### What you will do
Count the lines in the material below that contain the string "engraved", with case counting, and give only that number.

### Data section
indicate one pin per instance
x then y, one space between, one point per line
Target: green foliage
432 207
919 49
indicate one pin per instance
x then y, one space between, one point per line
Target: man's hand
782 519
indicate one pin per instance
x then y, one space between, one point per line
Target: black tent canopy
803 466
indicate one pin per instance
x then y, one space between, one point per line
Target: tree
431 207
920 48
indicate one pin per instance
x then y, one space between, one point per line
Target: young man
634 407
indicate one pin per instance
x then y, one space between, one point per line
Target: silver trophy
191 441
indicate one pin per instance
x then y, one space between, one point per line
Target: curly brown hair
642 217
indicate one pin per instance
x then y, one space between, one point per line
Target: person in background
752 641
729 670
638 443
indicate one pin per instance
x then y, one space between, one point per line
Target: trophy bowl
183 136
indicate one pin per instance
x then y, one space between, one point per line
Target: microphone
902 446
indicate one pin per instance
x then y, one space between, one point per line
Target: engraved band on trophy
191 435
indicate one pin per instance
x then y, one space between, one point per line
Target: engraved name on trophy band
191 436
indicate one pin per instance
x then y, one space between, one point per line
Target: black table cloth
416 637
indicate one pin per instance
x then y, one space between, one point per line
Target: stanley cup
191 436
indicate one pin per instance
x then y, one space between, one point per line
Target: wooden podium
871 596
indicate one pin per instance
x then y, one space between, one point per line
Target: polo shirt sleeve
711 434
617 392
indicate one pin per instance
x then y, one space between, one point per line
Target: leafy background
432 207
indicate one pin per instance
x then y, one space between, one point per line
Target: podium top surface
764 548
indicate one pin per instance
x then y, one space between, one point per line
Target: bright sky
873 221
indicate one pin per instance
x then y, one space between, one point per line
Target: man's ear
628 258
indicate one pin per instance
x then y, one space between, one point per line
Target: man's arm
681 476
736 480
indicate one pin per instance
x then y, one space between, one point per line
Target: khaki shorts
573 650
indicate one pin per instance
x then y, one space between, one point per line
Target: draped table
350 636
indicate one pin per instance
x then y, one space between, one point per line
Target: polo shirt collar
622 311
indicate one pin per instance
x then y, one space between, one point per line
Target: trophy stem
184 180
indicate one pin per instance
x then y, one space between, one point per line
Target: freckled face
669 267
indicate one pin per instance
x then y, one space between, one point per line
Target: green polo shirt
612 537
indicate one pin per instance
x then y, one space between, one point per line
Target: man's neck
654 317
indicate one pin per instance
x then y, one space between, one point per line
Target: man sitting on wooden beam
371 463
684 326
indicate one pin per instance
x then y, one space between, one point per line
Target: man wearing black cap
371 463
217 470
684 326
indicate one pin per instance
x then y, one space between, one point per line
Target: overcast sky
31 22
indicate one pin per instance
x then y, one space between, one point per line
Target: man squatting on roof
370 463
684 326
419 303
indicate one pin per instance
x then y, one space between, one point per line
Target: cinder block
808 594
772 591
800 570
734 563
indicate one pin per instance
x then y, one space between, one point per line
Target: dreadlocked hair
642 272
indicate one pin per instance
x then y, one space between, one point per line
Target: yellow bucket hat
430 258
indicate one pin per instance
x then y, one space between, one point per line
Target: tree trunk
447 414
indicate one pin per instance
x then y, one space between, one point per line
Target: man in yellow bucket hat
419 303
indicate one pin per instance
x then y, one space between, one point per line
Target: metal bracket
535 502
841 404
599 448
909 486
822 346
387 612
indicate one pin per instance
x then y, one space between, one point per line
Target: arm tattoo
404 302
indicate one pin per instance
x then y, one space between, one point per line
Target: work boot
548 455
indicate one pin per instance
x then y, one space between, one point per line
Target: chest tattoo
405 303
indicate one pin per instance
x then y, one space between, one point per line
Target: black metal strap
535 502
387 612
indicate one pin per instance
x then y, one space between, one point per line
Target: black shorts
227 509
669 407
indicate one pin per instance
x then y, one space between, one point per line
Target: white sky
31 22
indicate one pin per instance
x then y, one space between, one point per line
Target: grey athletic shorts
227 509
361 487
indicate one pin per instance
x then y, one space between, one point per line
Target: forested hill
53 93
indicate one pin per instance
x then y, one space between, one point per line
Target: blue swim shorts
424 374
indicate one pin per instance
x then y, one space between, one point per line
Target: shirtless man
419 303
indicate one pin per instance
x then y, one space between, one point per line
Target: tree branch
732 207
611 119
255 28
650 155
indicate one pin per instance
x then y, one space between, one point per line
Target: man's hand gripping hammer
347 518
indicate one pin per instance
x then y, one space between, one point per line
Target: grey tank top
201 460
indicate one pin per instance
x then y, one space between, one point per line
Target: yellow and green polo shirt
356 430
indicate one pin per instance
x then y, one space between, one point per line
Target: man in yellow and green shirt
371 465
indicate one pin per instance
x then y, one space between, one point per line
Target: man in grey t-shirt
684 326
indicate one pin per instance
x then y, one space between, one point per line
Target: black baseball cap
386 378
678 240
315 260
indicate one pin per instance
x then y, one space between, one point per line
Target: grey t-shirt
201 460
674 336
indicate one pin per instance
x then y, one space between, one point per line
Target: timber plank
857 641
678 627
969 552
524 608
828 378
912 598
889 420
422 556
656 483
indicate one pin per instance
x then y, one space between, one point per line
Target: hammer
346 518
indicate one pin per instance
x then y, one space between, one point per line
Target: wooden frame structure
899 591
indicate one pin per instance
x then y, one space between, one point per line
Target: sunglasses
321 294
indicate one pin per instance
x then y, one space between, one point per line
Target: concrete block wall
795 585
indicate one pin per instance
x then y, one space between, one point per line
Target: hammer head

### Output for this task
2